(Study text Opens)

Once a variant list per sequenced CRC patient was generated, a thorough manual annotation using NCBI Gene corroborated variant genome position and annotated protein interactions. The amino acid position of missense variants in functional domains, disulfide bonds, or posttranslational modifications was verified, as well as their effect on protein tridimensional structure, when available, using NCBI Protein (http://www.ncbi.nlm.nih.gov/protein) and UniProtKB (http://www.uniprot.org/). Also, their conservation in 46 vertebrates was checked (comparative alignment UCSC (https://genome.ucsc.edu/)).
Variant prioritization
Once all previous information was available, variant prioritization selected those variants more plausible to be causative of CRC genetic predisposition when they fulfilled more stringent criteria (0–0.1% allelic frequency; present in ≤4 individuals in our data set; ≥5 missense pathogenicity predictions; gene terms and bibliography compatible with cancer; interesting interactions and protein information; and amino acid species conservation). It is noteworthy that variants in genes previously involved in hereditary CRC were carefully checked, as were those genes near previous CRC genome-wide association studies (GWAS) hits (Supplementary Table S2 online) with less strict criteria (missense considered deleterious by four or more bioinformatics tools). As previously specified, thresholds to select variants were applied for sequencing coverage, allelic frequency, presence in our data set, predictions by bioinformatics tools, presence in the functional and bibliography term list, and absence in the external exome set. On the other hand, there were no thresholds for some other additional variant/gene information that was used if available to further select for variants present within each family. This information included protein function and interactions; amino acid position in functional domains, disulfide bonds, or posttranslational modification sites; effect on protein tridimensional structure; and amino acid species conservation. Therefore, variants also complying with these last criteria were considered more interesting functionally and were further selected as final candidates. Some studied CRC families had up to four variants prioritized, whereas other families had none.

(Study text Closes)
(Source data Opens)

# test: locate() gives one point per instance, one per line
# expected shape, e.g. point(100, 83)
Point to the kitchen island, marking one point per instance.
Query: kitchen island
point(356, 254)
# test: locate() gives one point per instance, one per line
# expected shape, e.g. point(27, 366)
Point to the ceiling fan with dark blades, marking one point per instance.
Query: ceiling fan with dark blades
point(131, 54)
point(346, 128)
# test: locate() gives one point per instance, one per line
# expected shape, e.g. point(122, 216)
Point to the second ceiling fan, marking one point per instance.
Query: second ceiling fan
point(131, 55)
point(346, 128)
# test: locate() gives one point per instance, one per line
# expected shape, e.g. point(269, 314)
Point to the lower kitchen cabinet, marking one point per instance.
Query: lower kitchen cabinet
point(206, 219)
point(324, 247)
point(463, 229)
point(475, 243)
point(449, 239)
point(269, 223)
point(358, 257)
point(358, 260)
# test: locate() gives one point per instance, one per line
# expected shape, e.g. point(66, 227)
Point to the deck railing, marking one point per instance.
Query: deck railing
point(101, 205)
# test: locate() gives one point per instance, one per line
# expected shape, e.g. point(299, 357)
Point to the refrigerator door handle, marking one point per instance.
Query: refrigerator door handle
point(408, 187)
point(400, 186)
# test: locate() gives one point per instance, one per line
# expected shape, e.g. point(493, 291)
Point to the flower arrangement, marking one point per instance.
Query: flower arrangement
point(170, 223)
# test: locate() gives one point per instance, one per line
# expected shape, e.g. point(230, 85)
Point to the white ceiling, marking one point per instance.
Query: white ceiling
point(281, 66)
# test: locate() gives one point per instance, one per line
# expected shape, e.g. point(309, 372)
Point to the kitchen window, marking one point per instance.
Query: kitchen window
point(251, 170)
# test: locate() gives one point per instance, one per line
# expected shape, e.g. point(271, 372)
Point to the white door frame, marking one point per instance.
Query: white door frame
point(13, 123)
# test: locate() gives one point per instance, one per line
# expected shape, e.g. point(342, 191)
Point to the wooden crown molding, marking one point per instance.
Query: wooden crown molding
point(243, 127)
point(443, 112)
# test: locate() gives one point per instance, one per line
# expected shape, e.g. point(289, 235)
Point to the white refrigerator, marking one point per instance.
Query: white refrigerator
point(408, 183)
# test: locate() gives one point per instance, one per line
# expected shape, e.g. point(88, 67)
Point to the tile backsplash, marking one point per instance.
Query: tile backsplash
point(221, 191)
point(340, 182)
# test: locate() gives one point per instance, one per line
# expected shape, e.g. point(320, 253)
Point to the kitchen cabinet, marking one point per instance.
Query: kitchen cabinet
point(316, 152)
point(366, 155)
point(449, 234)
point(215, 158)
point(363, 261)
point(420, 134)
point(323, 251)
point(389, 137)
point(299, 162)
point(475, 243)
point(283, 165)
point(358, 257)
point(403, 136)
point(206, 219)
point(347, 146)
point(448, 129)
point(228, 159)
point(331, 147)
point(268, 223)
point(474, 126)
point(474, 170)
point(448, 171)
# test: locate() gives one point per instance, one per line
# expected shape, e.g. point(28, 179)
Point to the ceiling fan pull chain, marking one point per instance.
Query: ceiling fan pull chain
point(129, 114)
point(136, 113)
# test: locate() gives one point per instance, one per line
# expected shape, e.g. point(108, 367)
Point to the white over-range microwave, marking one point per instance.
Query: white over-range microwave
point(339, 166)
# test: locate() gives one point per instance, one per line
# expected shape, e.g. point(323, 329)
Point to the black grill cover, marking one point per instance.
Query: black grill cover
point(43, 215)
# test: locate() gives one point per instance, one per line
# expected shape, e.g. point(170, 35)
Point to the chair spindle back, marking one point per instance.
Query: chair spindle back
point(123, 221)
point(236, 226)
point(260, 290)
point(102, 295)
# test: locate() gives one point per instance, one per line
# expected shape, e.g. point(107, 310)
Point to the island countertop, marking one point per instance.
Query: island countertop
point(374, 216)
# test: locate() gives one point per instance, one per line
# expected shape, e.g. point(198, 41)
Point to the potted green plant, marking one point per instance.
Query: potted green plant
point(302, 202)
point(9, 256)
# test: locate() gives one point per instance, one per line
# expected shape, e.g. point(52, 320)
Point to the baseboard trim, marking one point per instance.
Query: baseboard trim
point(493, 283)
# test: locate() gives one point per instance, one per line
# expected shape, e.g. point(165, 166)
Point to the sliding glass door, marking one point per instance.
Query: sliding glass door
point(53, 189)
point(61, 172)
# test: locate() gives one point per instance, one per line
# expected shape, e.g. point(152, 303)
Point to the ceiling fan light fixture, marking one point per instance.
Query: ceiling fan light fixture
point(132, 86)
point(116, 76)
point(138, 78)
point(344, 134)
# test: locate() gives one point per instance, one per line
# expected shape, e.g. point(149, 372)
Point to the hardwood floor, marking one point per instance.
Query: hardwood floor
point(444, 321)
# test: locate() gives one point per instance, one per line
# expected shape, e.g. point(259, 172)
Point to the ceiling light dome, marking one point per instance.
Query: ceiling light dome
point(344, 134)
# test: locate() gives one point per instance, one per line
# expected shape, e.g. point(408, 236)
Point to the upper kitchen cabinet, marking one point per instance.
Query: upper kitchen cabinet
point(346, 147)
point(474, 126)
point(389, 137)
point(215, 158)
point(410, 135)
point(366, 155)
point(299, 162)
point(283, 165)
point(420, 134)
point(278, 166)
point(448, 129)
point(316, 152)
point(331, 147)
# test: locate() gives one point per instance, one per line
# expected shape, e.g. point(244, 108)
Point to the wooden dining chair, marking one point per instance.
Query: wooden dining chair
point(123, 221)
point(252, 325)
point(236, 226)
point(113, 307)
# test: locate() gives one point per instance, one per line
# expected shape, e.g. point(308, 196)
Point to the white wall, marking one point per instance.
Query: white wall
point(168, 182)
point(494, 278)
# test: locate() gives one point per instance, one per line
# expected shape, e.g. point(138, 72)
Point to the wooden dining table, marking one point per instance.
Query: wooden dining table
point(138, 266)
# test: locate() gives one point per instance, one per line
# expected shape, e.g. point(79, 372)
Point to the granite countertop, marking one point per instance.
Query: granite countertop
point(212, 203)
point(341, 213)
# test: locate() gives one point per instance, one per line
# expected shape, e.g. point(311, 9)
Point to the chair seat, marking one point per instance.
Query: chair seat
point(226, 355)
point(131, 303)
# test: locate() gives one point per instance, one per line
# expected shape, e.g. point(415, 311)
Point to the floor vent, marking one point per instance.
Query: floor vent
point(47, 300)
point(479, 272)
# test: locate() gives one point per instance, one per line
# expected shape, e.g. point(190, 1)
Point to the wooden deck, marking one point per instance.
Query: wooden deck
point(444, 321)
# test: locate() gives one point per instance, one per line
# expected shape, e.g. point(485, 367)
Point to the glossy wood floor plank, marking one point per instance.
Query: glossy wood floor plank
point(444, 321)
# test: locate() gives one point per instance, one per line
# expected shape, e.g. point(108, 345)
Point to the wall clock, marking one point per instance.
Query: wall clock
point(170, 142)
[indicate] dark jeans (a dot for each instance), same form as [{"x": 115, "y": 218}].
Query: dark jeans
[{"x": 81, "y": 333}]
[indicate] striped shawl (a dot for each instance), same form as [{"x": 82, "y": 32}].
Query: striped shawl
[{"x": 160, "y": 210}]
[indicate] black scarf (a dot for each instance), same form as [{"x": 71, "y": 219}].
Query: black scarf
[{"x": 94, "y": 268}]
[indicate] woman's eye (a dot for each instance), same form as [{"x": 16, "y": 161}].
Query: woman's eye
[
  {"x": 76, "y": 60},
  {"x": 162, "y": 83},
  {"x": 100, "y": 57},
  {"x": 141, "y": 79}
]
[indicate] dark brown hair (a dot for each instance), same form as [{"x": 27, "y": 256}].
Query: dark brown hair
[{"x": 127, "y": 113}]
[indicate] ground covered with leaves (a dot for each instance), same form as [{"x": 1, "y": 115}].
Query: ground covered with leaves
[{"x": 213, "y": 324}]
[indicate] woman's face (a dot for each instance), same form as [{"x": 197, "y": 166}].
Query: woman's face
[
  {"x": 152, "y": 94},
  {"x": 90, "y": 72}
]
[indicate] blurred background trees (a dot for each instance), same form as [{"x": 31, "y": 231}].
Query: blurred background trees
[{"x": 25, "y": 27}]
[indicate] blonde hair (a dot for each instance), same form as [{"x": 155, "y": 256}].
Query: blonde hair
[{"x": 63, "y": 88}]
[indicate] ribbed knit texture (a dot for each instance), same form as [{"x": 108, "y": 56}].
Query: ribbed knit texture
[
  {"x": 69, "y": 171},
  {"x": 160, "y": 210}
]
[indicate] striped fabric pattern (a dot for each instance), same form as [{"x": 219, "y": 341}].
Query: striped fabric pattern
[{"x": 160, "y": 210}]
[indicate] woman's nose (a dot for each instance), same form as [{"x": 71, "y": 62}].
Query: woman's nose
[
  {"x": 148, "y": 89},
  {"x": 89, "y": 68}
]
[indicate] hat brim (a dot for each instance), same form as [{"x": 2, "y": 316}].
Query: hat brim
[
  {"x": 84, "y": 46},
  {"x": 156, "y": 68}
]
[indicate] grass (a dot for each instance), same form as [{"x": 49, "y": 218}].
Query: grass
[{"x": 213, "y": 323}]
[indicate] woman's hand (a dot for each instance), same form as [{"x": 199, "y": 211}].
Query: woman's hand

(Source data Closes)
(Source data Opens)

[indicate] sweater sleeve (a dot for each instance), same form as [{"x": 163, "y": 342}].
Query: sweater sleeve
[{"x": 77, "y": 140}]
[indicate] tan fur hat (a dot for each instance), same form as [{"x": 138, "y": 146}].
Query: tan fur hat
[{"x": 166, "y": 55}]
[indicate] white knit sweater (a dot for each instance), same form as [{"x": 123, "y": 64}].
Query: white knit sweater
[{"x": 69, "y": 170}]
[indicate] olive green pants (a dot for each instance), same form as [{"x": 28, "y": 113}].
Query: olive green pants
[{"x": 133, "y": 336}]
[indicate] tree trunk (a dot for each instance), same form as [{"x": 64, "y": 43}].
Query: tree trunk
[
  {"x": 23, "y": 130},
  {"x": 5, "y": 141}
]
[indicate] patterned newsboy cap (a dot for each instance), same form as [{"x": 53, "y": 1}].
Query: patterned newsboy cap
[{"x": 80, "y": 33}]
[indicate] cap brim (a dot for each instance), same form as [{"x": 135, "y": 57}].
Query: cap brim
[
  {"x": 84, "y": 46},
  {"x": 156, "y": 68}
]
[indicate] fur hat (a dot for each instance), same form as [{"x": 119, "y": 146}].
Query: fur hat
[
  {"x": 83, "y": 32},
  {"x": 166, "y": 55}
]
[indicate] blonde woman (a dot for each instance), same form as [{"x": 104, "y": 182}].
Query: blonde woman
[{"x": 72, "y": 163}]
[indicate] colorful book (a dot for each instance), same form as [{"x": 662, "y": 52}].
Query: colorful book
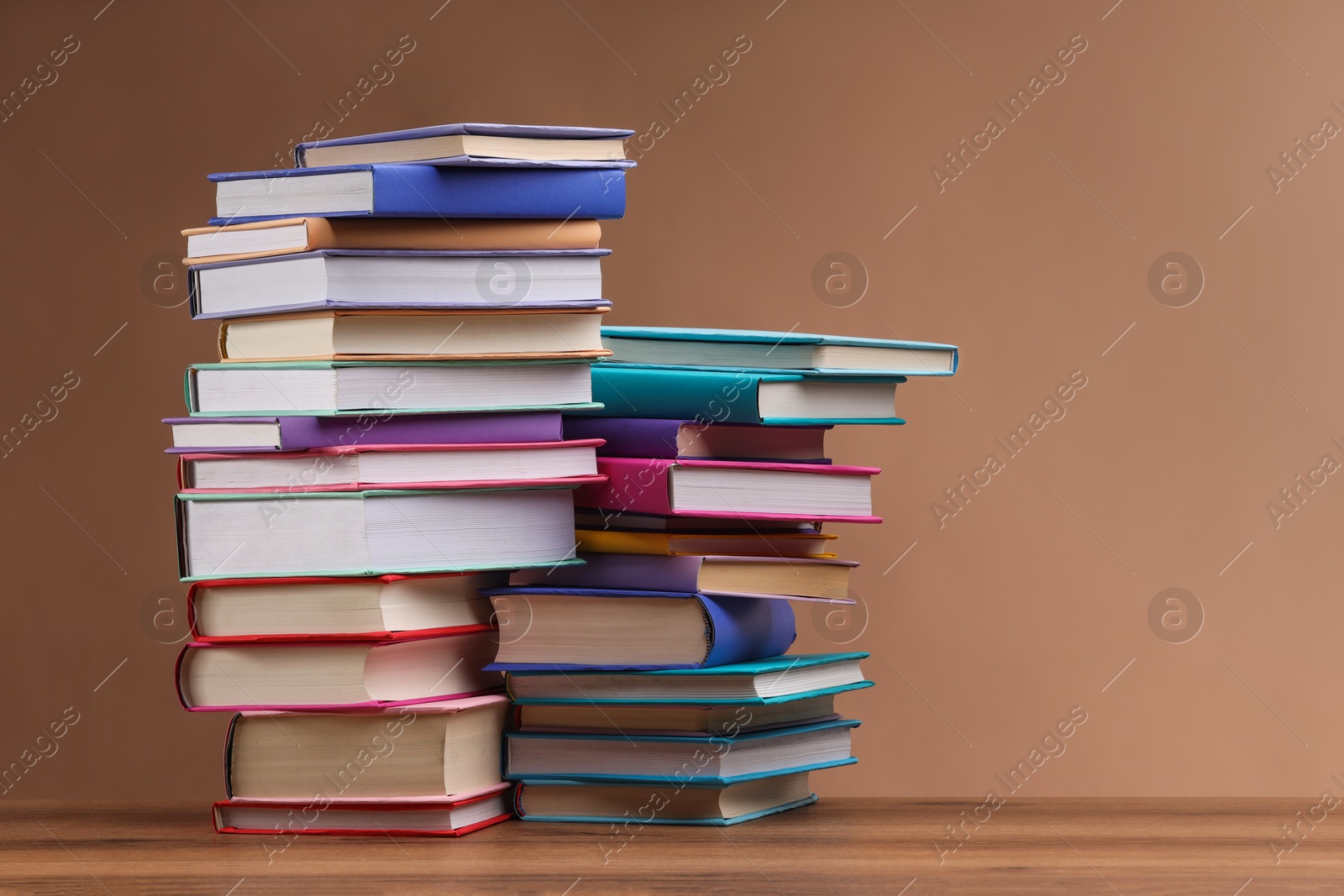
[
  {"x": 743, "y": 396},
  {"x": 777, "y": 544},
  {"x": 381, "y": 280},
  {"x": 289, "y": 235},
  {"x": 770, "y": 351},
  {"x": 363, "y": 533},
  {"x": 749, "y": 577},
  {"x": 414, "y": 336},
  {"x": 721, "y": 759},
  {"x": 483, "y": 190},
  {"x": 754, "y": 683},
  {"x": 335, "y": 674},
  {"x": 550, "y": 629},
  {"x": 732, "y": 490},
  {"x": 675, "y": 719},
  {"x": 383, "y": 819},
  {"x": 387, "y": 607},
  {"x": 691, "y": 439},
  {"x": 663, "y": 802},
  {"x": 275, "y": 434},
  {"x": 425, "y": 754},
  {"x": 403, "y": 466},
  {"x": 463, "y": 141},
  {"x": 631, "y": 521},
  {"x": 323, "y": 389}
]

(Source data Closes)

:: Activity list ::
#1 According to the text on CRC variant selection, why were variants meeting the criteria that had no thresholds further selected as final candidates? Answer in one to three sentences.
#2 Resume the text on CRC variant selection, starting after its final sentence.
The point localization data are not needed for any of the tasks.

:: Response list ::
#1 These variants were considered more interesting functionally. The criteria in question were protein function and interactions, amino acid position in functional domains, disulfide bonds, or posttranslational modification sites, effect on protein tridimensional structure, and amino acid species conservation.

#2
Variant validation, segregation analysis, and tumor loss of heterozygosis
Exome sequencing results for prioritized variants were validated using specific primers for polymerase chain reaction amplification designed using Primer3Plus (http://primer3plus.com/cgi-bin/dev/primer3plus.cgi) and Sanger sequencing (GATC Biotech, Cologne, Germany).
Segregation analysis of the prioritized variants was performed in additional family members (those with CRC and advanced adenoma) when germ-line DNA was available. When possible, somatic LOH was studied in tumor DNA of patients carrying the selected variants. LOH was tested by comparing Sanger sequencing results for germ-line and tumor DNA of the same individual. In addition, microsatellite markers within and around the gene of interest were used when LOH of the wild-type allele was suspected. Sanger and microsatellite markers results were always concordant. Primer details are listed in Supplementary Table S3 online.
Network analysis
Ingenuity Pathway Analysis (IPA; Qiagen; http://www.qiagen.com/ingenuity) was used to perform a core analysis to check the putative enrichment for canonical pathways, disease and biological functions, and molecular networks among the 18 final candidate genes carrying variants that either fulfilled CRC family segregation or could not be tested (variants without correct family segregation were not included). IPA was run with an experimentally observed filter, aiming to obtain information based on confirmed data. The IPA networks generation algorithm transformed the gene list into a network set using Global Molecular Network connections and Ingenuity Pathways Knowledge Base.
Results
Whole-exome sequencing was performed in 43 patients with CRC from 29 families (2 affected relatives from 14 families and 15 unrelated patients with CRC) with strong disease aggregation compatible with an autosomal dominant pattern of inheritance but without mutations in known hereditary CRC.
After sequencing, mean coverage was >95× in all samples. Raw data were analyzed using an automatic pipeline that selected only very rare variants (0–0.1%) producing a putative loss of function and located in genes with a role compatible with cancer. Also, variants in genes previously involved in hereditary CRC or nearby previous CRC GWAS hits were prioritized (Figure 1). Initial filtering removed variants in homozygosis, those with low coverage, those not shared in the same family, those with a frequency ≥0.5% and those present in ≥10 of the 43 individuals in our data set. On the other hand, frameshift, nonsense, canonical splice-site, and missense variants were selected (4,447 variants: 675 frameshift, splice-site canonical, or nonsense and 3,772 missense). When missense variants complying with most pathogenicity prediction tools (designated deleterious by at least 4 of 6 tools) were selected, 2,353 remained. Of these, 1,411 variants annotated with functional or bibliographical terms from our cancer list were selected.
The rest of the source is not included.